* PROBLEM STATEMENT:
Reproduce the records below, everything from the line containing "Locate one point per instance of the skin" down to the line containing "[(163, 41)]", both of those lines included.

* Records in a dataset:
────────────────────────────────────────

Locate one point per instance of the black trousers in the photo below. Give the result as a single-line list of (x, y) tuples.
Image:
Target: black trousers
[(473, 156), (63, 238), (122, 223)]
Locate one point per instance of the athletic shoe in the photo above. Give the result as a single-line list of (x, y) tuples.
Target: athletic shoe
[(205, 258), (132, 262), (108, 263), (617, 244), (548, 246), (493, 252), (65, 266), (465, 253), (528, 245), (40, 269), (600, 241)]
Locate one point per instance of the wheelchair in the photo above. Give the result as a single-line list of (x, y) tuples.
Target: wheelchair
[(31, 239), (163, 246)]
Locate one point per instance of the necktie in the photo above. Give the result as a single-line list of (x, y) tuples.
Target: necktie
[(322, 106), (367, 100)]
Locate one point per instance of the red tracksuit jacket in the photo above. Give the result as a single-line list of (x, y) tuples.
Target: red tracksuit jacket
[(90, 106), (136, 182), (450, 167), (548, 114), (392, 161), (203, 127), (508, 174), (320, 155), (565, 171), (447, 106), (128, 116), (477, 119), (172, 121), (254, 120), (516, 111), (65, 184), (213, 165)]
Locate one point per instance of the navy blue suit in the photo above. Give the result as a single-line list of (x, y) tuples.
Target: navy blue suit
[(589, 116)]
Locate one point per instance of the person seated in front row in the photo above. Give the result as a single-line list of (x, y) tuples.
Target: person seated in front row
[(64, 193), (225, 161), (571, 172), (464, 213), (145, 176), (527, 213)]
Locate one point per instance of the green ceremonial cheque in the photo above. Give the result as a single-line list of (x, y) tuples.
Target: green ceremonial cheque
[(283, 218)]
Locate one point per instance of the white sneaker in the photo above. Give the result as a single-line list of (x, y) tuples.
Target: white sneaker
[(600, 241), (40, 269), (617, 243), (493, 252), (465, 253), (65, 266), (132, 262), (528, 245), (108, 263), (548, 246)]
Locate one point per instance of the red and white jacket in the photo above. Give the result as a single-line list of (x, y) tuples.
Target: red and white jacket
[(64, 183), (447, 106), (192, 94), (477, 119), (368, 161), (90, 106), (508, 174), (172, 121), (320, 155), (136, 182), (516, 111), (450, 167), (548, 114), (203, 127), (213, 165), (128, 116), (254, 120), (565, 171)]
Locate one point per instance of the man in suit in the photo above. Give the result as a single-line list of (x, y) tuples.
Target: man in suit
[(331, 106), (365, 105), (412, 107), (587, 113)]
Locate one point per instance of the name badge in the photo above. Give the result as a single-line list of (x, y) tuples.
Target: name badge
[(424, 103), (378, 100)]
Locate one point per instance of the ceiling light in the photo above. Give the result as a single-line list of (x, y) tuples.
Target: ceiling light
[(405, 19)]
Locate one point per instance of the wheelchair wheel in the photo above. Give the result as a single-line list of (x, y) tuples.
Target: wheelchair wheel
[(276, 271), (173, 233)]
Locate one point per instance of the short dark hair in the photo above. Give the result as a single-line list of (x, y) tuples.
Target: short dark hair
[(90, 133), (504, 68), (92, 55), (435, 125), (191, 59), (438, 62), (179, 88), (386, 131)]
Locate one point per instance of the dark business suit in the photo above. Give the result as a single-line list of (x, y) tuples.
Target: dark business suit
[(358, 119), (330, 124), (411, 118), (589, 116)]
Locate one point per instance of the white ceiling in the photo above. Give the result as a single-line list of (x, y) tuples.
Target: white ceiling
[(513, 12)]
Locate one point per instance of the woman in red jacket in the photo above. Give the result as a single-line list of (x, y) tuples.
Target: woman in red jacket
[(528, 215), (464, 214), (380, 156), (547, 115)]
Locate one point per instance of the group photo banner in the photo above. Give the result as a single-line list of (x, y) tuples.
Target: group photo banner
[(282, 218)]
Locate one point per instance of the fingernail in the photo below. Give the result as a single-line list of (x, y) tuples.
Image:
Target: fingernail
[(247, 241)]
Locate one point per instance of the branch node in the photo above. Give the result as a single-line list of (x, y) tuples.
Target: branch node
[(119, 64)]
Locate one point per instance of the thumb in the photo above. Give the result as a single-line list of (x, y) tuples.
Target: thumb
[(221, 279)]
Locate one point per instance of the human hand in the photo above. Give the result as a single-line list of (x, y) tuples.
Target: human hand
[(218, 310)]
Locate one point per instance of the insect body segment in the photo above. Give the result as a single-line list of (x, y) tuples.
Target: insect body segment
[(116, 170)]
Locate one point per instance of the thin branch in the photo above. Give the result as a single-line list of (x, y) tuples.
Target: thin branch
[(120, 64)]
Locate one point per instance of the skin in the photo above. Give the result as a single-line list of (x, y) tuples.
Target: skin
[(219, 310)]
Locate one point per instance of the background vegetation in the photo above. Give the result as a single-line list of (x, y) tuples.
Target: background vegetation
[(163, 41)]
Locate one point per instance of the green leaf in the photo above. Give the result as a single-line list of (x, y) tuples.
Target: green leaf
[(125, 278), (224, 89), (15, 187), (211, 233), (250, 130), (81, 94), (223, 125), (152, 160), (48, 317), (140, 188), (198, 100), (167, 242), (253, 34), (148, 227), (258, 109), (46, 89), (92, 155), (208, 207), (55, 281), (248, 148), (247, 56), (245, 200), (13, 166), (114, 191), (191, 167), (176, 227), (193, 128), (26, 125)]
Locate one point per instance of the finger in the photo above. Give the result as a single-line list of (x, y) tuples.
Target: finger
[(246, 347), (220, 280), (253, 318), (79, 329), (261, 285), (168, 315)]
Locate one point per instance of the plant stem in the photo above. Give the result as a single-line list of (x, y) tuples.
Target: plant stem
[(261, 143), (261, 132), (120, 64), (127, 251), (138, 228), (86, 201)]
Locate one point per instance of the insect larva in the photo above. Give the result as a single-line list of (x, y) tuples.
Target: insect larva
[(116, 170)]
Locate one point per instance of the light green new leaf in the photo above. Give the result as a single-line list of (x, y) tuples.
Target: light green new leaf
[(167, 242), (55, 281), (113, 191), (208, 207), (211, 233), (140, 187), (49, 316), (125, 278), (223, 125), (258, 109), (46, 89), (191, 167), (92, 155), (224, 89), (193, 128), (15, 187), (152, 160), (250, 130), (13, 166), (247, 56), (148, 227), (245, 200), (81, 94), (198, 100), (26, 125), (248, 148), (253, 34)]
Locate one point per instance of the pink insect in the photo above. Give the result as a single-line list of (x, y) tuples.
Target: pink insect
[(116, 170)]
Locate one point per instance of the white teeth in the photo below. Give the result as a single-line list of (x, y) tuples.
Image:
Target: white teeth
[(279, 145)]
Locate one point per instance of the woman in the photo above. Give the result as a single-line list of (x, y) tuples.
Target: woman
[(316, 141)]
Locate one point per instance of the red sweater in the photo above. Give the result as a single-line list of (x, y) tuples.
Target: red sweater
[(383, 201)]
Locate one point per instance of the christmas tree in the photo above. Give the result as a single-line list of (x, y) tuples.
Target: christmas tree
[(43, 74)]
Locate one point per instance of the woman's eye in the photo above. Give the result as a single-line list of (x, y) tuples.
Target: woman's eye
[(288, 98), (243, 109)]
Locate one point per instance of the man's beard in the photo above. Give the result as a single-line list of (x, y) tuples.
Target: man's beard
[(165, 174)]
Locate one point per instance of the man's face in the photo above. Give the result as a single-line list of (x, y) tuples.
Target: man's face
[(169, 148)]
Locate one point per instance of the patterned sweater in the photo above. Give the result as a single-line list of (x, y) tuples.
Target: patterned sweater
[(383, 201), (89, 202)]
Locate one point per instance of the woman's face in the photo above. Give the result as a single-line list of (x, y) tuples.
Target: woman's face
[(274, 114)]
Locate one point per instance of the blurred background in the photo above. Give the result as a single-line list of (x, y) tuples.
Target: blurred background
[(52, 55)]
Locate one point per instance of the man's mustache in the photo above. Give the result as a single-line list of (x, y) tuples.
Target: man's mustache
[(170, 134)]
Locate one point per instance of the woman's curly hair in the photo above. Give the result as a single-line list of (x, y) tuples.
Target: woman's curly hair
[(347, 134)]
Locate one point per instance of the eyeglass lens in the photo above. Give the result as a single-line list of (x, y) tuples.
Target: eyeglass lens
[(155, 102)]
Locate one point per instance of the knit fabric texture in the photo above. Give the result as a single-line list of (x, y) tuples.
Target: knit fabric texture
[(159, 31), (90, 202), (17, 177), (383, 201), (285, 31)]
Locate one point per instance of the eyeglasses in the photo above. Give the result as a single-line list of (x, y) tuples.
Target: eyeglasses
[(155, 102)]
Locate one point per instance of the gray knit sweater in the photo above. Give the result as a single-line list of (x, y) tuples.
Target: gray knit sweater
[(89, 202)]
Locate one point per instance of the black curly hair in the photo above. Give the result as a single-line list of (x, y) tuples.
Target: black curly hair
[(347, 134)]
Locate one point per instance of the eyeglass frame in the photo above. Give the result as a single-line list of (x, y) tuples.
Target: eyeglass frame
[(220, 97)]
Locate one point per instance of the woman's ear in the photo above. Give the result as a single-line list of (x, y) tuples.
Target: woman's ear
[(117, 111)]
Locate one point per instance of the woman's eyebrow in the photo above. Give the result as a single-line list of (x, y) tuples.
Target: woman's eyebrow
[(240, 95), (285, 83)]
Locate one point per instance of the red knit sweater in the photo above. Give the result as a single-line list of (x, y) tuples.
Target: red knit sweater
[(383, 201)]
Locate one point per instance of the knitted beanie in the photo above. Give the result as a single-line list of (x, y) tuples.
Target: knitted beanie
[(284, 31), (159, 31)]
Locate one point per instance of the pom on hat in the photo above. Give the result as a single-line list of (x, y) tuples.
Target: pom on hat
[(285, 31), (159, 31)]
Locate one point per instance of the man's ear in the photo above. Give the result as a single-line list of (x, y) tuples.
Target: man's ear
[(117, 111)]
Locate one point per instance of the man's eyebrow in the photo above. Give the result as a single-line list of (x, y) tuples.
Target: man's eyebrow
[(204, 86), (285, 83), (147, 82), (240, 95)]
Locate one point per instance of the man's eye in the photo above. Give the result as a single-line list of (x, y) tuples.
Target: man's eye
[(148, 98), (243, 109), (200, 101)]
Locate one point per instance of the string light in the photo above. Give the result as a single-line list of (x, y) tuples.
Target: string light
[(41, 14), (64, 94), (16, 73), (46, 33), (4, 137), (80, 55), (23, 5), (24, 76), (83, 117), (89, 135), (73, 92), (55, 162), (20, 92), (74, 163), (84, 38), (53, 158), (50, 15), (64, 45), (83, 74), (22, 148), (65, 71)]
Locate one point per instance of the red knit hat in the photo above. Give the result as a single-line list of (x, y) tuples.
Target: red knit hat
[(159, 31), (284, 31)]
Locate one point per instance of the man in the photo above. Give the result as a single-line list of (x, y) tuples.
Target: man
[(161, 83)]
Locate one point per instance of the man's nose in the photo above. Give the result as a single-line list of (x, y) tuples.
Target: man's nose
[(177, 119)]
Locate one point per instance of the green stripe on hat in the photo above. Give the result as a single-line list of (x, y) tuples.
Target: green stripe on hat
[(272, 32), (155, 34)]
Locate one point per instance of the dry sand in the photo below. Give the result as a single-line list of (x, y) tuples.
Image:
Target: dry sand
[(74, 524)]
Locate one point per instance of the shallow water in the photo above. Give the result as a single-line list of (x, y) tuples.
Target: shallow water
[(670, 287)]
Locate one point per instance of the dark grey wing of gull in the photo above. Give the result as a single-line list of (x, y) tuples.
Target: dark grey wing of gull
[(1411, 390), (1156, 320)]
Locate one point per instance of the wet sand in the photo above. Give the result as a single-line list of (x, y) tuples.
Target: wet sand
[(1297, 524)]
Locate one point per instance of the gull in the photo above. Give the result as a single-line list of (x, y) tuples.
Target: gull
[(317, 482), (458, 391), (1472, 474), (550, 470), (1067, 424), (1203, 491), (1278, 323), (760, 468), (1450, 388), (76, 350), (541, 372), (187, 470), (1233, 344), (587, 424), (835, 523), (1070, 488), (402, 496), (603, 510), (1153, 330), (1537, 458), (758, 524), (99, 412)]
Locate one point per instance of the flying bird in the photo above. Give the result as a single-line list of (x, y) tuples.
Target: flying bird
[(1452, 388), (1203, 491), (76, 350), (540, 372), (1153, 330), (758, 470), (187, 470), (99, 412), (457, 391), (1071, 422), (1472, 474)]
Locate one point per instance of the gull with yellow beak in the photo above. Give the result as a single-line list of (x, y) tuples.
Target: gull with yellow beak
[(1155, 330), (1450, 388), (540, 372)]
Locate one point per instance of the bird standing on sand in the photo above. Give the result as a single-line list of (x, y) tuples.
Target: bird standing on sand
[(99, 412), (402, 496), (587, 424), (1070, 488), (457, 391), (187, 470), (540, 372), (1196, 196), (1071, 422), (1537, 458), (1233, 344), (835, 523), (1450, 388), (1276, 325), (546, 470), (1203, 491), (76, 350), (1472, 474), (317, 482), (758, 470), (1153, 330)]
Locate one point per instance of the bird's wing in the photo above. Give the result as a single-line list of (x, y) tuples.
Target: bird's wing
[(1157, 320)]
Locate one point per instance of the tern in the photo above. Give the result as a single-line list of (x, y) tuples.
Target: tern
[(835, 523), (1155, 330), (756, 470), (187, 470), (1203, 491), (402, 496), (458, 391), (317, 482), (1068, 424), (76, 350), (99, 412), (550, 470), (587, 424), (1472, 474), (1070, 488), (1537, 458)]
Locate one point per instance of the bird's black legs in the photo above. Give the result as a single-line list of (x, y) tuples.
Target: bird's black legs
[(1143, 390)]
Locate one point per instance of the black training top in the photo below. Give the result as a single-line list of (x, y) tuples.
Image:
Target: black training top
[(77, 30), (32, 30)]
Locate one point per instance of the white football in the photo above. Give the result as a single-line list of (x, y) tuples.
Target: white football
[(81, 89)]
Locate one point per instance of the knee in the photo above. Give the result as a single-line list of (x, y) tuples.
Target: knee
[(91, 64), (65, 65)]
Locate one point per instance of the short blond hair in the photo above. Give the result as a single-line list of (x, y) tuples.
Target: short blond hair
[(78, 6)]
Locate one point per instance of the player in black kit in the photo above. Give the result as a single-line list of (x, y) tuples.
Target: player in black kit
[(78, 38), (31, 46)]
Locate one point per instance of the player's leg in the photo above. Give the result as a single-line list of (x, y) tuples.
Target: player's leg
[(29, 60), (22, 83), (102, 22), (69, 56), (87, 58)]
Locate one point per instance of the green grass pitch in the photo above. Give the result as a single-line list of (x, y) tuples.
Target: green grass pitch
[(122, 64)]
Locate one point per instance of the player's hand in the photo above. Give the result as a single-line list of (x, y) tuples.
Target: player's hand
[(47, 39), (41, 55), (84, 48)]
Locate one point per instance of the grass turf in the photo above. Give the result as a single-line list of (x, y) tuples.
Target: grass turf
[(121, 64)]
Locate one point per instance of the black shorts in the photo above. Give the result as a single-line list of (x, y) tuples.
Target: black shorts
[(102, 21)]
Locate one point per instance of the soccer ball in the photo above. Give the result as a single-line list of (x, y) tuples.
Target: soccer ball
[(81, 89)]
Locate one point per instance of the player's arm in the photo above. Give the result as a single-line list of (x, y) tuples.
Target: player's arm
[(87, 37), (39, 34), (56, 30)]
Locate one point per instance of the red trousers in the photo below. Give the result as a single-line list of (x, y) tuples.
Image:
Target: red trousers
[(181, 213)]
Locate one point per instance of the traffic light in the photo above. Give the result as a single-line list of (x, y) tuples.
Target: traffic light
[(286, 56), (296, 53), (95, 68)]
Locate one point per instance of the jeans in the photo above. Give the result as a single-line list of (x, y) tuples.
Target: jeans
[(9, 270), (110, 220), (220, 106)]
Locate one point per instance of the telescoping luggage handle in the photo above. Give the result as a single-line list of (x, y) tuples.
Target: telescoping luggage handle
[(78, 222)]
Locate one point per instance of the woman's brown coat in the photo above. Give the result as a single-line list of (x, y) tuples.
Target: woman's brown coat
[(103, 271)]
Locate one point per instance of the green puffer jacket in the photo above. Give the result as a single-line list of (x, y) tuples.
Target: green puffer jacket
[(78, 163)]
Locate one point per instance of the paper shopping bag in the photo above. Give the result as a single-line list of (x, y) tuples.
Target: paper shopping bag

────────────────────────────────────────

* RESULT OF THE TASK:
Locate one point per instance of the skin in the photo above. Give the result as a single-line list of (x, y) tuples.
Target: skin
[(219, 310)]
Locate one point per instance of the background vegetation in the photo above. Give the result as a single-line list of (x, y) tuples.
Target: background vegetation
[(163, 41)]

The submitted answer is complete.